> _The problem_:
Look through the records, and wherever the string "power" turns up, copy out that line.

(Stored records)

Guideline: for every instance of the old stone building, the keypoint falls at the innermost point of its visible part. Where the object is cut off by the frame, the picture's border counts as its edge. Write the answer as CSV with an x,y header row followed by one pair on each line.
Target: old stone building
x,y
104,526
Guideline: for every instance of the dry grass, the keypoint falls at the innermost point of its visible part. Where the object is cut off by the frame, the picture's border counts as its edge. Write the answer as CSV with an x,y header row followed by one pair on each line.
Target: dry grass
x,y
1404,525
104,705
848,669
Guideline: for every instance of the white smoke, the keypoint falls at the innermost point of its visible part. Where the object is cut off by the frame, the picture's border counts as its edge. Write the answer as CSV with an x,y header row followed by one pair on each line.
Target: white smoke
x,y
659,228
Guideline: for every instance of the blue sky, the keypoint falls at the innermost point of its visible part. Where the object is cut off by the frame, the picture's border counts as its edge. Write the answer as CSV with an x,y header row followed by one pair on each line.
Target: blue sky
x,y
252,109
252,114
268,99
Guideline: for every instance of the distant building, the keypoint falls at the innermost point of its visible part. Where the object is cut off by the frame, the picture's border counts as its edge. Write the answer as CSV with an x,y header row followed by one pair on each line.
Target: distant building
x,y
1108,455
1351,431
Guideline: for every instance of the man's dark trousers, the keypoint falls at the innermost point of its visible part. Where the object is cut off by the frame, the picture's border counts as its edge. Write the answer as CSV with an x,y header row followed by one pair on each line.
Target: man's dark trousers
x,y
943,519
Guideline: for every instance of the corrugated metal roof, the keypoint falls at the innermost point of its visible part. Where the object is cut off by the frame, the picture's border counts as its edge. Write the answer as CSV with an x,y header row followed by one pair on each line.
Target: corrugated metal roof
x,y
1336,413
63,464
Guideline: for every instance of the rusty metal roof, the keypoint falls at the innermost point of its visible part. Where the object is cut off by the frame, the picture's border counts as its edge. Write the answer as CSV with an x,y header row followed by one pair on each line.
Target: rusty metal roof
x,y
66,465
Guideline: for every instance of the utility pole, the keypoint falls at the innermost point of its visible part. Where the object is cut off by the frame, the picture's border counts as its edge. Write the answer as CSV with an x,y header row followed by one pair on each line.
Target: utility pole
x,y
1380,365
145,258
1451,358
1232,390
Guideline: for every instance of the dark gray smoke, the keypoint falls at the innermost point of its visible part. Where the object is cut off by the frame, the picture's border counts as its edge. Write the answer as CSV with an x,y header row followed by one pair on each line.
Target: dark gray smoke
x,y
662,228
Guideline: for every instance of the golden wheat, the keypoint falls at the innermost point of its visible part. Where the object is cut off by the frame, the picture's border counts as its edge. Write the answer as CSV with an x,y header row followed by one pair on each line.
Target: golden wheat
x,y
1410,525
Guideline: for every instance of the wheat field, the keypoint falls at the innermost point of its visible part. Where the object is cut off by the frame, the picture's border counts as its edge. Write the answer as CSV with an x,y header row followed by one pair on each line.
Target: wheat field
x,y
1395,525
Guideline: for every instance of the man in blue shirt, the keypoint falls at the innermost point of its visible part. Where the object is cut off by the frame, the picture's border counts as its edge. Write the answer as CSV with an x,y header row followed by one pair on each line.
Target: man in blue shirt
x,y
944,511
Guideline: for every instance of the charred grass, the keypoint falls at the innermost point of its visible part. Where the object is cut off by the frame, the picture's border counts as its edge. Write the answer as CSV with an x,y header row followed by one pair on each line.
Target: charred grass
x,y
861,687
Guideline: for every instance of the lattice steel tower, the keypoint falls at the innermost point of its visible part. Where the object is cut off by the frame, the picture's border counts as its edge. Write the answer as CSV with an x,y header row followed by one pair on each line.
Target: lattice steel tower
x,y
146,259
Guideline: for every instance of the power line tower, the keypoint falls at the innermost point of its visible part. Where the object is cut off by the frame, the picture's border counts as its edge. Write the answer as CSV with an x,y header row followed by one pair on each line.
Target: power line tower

> _Solution for this task_:
Guideline: for every instance of the power line tower, the keypoint falls at the innermost point of its visible part. Where the object is cut off by the frame, the picture's border counts as its edge. Write the answer as CSV with an x,y header row followed by one pair on each line.
Target: power line tower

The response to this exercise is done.